### STORED ROWS:
■ ■ ■ ■
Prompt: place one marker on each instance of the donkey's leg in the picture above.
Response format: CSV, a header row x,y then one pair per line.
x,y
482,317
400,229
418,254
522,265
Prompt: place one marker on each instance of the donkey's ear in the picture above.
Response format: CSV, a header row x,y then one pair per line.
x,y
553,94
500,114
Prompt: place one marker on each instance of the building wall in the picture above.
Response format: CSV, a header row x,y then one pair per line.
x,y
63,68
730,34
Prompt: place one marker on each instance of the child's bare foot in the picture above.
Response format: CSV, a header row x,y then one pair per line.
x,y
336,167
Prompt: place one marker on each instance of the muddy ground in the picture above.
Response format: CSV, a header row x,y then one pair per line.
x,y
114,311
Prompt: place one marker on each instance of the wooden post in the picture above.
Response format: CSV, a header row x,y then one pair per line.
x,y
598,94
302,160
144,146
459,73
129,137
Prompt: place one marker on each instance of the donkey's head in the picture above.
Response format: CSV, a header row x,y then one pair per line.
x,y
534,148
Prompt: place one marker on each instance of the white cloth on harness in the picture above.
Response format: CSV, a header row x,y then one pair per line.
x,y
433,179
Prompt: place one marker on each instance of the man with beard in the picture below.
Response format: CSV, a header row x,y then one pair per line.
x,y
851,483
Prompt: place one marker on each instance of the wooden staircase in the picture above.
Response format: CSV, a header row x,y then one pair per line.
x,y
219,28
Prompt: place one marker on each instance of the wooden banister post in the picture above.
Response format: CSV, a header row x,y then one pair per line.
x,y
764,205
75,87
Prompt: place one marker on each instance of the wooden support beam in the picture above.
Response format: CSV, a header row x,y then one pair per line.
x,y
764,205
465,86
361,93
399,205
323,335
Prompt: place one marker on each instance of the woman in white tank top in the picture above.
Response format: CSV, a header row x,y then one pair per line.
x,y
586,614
■ ■ ■ ■
Restate the listing in full, word for word.

### TASK ANSWER:
Prompt: place one marker on each instance of the donkey's leg in the picture above.
Response format: CSV, a header row x,y then one pair per line.
x,y
482,317
400,229
418,254
522,265
Prompt: place one marker on each instance of the donkey's ear in the picture above.
Response format: CSV, a header row x,y then one pair per line.
x,y
553,94
500,114
Prompt: place one marker on each instance of the building wall in the picture above.
Response format: CSV, a header row x,y then one pair per line.
x,y
63,68
730,34
Prompt: place one marker on each instance of the child's bare foot in the picture above.
Response format: CSV, a header row x,y then one pair per line.
x,y
336,167
Prompt: place one marker on each instance of the muddy ground in the picture above.
Response format: CSV, a header row x,y then one pair per line.
x,y
114,311
Prompt: place one marker on each instance of the wooden post in the picture above.
Response format: CSV, a header row x,y then one pair per line.
x,y
598,94
302,160
144,146
459,73
129,137
Prompt: place one marker on each instance of the donkey's head in the picture above.
Response format: CSV, a header row x,y then one pair per line.
x,y
534,148
Prompt: place one marker on each instance of the white cloth on harness in the picture above.
Response format: CSV, a header row x,y then one pair per line.
x,y
433,179
Prompt: place one marker on each instance of the man with beard in the picture below.
Response format: CSV, a header row x,y then one pair per line.
x,y
851,483
Prompt: place one marker on each instance of the wooden staircase in the picture above.
Response format: CSV, a header row x,y then one pair per line.
x,y
219,28
Prompt: place one marker on each instance of the wooden banister post in the picture above.
Response format: CSV, a header row x,y then one pair per line.
x,y
764,205
75,87
Prompt: place one marker on each instance of the wooden support beam in the picture above.
Response format: CSV, a header row x,y then one pair per line.
x,y
764,205
465,86
361,93
399,205
323,335
Prompt: place one marker on each instance of the woman in white tank top in the picture above.
Response format: CSV, a header row x,y then one pair per line.
x,y
586,614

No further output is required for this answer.